(RECORDS PROVIDED Opens)

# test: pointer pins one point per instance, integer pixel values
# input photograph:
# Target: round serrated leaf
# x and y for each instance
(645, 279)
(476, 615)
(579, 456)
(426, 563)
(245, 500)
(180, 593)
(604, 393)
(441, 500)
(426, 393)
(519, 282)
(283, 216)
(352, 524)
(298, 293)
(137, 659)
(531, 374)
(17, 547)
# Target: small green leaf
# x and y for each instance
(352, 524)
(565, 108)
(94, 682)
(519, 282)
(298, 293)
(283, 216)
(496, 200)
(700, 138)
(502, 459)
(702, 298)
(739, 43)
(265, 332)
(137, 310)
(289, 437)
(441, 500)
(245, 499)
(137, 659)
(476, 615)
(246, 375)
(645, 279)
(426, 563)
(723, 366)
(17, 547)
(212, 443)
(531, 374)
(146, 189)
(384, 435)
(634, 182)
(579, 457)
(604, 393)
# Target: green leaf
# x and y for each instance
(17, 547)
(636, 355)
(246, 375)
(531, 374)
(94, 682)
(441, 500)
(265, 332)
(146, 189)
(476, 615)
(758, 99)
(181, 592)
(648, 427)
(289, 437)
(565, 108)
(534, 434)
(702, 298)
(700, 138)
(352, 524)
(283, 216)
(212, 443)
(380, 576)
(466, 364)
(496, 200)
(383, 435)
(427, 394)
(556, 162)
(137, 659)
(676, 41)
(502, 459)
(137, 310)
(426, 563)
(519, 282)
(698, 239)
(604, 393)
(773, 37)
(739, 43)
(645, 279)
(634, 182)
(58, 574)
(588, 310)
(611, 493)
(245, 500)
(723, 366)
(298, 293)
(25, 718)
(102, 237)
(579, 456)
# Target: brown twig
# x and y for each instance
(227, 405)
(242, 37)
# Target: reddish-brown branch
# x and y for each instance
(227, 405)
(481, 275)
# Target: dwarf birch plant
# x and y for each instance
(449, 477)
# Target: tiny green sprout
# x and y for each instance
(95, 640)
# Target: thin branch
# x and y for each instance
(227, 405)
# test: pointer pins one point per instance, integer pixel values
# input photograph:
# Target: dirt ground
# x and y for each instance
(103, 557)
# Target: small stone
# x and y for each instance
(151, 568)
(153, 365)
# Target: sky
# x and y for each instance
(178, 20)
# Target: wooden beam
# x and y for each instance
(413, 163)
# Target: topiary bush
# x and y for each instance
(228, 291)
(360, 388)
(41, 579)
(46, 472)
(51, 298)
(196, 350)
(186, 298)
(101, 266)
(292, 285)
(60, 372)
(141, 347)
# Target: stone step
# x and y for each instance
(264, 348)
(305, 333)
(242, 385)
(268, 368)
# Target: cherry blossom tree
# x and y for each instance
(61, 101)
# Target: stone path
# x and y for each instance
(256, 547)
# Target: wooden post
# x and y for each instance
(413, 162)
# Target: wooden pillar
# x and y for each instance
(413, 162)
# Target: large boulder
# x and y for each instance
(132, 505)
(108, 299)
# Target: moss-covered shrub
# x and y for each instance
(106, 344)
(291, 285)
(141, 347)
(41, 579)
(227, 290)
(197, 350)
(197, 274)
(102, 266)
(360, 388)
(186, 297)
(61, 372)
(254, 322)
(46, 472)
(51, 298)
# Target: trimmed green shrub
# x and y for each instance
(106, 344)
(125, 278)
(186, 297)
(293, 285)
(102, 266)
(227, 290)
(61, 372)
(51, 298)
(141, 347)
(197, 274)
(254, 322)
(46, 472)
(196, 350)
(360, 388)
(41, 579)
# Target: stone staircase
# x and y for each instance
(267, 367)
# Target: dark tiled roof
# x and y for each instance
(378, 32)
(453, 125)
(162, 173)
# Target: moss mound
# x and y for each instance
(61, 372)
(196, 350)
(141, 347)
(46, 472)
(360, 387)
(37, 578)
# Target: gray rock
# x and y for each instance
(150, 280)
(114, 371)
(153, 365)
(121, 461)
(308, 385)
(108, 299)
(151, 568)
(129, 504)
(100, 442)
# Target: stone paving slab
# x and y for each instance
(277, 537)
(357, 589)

(RECORDS PROVIDED Closes)

WHAT IS NEEDED: Scan the entries above. Copy each line that has the string "green".

TASK SOLUTION:
# Target: small green leaf
# Target: green leaf
# Target: tiny green sprout
# Target: trimmed green shrub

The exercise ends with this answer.